_Goal_
Gather every line in the rows below that contains the word "lapel".
>> start Supplied entries
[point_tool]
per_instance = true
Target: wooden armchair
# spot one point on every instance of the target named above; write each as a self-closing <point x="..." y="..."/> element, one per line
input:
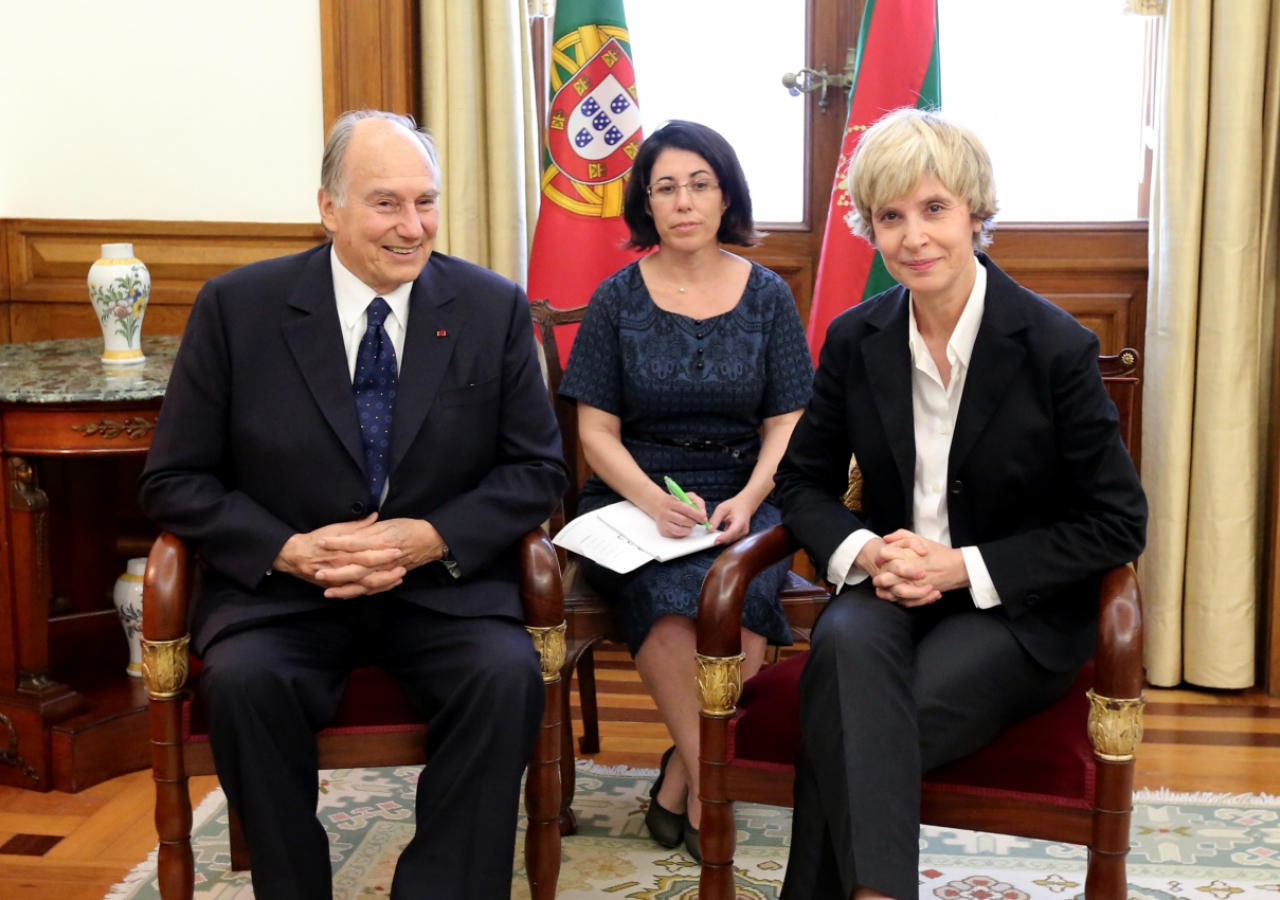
<point x="589" y="617"/>
<point x="1063" y="775"/>
<point x="375" y="725"/>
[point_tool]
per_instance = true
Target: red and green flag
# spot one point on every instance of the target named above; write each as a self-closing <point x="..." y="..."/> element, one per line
<point x="593" y="135"/>
<point x="897" y="65"/>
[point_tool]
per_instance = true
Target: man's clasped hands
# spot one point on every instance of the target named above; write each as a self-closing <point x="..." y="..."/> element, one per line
<point x="910" y="570"/>
<point x="361" y="557"/>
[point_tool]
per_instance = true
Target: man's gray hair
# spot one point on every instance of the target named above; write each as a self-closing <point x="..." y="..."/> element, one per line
<point x="333" y="178"/>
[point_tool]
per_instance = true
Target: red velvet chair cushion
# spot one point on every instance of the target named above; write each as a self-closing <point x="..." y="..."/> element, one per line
<point x="374" y="702"/>
<point x="1046" y="757"/>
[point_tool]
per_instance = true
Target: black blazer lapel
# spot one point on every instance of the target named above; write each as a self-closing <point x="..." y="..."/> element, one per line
<point x="887" y="356"/>
<point x="315" y="341"/>
<point x="996" y="356"/>
<point x="434" y="324"/>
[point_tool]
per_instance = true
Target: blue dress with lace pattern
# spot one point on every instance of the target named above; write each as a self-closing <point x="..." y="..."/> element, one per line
<point x="705" y="383"/>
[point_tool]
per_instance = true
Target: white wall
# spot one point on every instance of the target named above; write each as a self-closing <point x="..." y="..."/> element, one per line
<point x="160" y="109"/>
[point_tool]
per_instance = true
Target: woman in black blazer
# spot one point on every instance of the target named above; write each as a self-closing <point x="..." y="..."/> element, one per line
<point x="996" y="492"/>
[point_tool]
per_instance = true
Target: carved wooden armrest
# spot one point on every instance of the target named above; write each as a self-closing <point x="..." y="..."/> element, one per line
<point x="164" y="617"/>
<point x="720" y="616"/>
<point x="1116" y="699"/>
<point x="543" y="598"/>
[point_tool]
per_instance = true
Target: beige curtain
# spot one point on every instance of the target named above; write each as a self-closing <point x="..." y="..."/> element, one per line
<point x="478" y="101"/>
<point x="1210" y="338"/>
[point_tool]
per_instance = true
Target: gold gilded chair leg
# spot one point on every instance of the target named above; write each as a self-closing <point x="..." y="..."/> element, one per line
<point x="1115" y="731"/>
<point x="720" y="685"/>
<point x="164" y="670"/>
<point x="543" y="782"/>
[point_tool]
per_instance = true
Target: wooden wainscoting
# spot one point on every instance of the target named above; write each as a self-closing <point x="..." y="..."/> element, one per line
<point x="44" y="270"/>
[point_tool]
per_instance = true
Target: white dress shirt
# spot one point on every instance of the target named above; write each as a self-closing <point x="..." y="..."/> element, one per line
<point x="353" y="298"/>
<point x="933" y="409"/>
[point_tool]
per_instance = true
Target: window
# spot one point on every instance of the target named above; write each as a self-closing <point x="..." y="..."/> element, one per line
<point x="722" y="64"/>
<point x="1055" y="91"/>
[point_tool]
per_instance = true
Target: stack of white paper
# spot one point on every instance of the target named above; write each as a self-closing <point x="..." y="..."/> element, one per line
<point x="622" y="537"/>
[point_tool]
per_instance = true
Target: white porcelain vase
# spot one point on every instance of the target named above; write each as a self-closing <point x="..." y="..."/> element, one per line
<point x="119" y="287"/>
<point x="128" y="604"/>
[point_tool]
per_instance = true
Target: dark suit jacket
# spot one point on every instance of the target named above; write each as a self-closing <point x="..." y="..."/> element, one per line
<point x="257" y="438"/>
<point x="1037" y="479"/>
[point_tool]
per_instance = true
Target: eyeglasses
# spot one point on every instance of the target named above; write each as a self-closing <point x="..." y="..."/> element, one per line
<point x="667" y="191"/>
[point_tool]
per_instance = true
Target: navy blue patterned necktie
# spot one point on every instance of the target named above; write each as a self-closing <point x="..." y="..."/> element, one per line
<point x="375" y="397"/>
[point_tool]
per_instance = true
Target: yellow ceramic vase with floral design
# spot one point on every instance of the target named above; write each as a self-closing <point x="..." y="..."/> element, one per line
<point x="119" y="286"/>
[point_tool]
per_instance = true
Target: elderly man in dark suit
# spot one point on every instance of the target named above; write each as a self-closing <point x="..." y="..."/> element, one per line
<point x="996" y="492"/>
<point x="353" y="439"/>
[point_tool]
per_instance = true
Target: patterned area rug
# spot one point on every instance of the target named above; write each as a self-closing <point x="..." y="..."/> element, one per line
<point x="1184" y="848"/>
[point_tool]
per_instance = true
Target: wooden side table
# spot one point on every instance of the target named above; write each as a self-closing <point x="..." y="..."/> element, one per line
<point x="56" y="400"/>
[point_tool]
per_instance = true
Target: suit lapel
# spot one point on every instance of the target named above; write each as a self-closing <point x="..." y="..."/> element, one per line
<point x="887" y="356"/>
<point x="996" y="356"/>
<point x="315" y="341"/>
<point x="434" y="323"/>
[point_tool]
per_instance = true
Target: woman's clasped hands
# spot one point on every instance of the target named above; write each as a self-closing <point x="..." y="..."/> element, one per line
<point x="910" y="570"/>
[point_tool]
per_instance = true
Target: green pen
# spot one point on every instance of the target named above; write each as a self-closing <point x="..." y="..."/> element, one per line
<point x="682" y="497"/>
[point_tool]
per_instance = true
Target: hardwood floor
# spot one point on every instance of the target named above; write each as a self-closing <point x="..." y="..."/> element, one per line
<point x="74" y="846"/>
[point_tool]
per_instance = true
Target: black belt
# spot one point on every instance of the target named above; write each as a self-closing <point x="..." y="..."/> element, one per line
<point x="704" y="444"/>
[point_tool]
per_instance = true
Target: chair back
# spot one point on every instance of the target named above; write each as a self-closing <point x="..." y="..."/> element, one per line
<point x="545" y="319"/>
<point x="1121" y="379"/>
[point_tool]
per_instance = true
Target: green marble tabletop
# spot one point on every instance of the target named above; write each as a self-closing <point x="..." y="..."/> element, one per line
<point x="72" y="371"/>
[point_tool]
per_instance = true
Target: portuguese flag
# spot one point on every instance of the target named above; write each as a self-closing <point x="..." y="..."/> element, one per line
<point x="897" y="65"/>
<point x="592" y="137"/>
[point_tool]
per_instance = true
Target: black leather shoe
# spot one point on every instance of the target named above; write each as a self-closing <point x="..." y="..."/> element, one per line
<point x="691" y="843"/>
<point x="666" y="826"/>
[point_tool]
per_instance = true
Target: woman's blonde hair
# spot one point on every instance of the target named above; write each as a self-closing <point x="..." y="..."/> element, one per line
<point x="897" y="152"/>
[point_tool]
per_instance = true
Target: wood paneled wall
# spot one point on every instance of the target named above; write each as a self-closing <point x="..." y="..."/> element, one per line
<point x="1097" y="272"/>
<point x="370" y="53"/>
<point x="44" y="265"/>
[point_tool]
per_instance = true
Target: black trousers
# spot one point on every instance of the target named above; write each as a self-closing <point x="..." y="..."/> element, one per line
<point x="887" y="694"/>
<point x="272" y="688"/>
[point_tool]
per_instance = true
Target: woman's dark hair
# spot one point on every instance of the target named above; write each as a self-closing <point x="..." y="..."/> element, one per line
<point x="736" y="225"/>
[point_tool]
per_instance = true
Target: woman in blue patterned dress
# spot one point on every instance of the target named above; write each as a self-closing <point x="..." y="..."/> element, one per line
<point x="690" y="364"/>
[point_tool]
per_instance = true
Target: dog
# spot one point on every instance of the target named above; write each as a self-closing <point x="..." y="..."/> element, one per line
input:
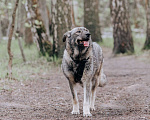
<point x="82" y="63"/>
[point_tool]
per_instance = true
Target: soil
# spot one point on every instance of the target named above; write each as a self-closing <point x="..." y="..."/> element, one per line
<point x="125" y="97"/>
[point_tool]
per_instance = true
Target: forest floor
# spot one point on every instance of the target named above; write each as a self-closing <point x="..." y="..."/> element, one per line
<point x="47" y="96"/>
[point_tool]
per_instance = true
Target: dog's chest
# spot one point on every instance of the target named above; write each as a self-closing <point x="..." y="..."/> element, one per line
<point x="78" y="69"/>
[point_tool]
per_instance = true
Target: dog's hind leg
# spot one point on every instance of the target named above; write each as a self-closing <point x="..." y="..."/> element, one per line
<point x="75" y="98"/>
<point x="93" y="93"/>
<point x="86" y="103"/>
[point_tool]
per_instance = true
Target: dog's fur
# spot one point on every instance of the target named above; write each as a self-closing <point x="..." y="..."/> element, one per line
<point x="83" y="64"/>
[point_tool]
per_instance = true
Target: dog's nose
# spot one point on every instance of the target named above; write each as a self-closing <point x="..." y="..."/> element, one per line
<point x="88" y="34"/>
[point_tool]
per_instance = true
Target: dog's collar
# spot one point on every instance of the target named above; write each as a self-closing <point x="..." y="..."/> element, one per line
<point x="80" y="61"/>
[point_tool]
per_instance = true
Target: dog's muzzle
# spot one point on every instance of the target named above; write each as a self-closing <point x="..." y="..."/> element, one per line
<point x="84" y="41"/>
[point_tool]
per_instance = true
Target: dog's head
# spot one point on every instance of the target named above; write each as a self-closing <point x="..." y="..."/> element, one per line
<point x="79" y="36"/>
<point x="78" y="43"/>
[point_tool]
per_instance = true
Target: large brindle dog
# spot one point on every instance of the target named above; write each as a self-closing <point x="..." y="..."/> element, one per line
<point x="82" y="63"/>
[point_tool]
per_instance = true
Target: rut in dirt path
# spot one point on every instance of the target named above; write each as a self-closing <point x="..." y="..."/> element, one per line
<point x="126" y="95"/>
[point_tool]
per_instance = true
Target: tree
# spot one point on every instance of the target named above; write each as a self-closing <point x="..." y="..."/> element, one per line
<point x="91" y="19"/>
<point x="123" y="41"/>
<point x="61" y="22"/>
<point x="147" y="42"/>
<point x="11" y="30"/>
<point x="38" y="28"/>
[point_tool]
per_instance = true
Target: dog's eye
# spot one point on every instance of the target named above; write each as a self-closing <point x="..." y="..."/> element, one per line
<point x="79" y="31"/>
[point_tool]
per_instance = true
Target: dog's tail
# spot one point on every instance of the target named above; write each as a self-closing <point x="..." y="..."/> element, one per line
<point x="102" y="77"/>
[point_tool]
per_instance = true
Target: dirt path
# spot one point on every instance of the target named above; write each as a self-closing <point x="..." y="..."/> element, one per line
<point x="125" y="97"/>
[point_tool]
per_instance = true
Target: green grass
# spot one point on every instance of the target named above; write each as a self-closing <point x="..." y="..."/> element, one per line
<point x="22" y="71"/>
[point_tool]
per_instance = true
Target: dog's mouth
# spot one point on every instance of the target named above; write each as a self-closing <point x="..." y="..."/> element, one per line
<point x="84" y="43"/>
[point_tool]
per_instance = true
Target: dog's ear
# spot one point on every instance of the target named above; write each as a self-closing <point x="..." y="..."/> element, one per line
<point x="67" y="34"/>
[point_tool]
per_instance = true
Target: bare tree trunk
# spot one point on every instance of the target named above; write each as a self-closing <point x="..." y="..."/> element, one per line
<point x="11" y="30"/>
<point x="91" y="19"/>
<point x="62" y="22"/>
<point x="73" y="17"/>
<point x="147" y="42"/>
<point x="44" y="16"/>
<point x="38" y="28"/>
<point x="1" y="35"/>
<point x="123" y="41"/>
<point x="20" y="45"/>
<point x="28" y="36"/>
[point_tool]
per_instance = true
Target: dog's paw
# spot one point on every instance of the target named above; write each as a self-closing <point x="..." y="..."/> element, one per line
<point x="87" y="114"/>
<point x="75" y="112"/>
<point x="92" y="108"/>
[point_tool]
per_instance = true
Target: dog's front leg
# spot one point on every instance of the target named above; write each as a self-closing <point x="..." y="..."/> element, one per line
<point x="86" y="103"/>
<point x="86" y="79"/>
<point x="75" y="98"/>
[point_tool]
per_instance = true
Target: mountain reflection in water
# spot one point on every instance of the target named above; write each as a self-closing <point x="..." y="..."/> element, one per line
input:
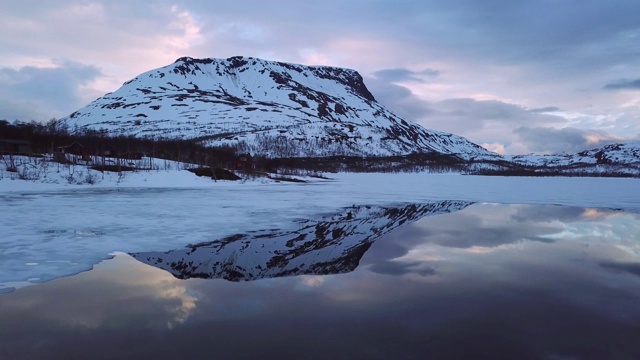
<point x="486" y="282"/>
<point x="331" y="245"/>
>> end Supplied entries
_Output for this task_
Target: black blazer lapel
Target: suit lapel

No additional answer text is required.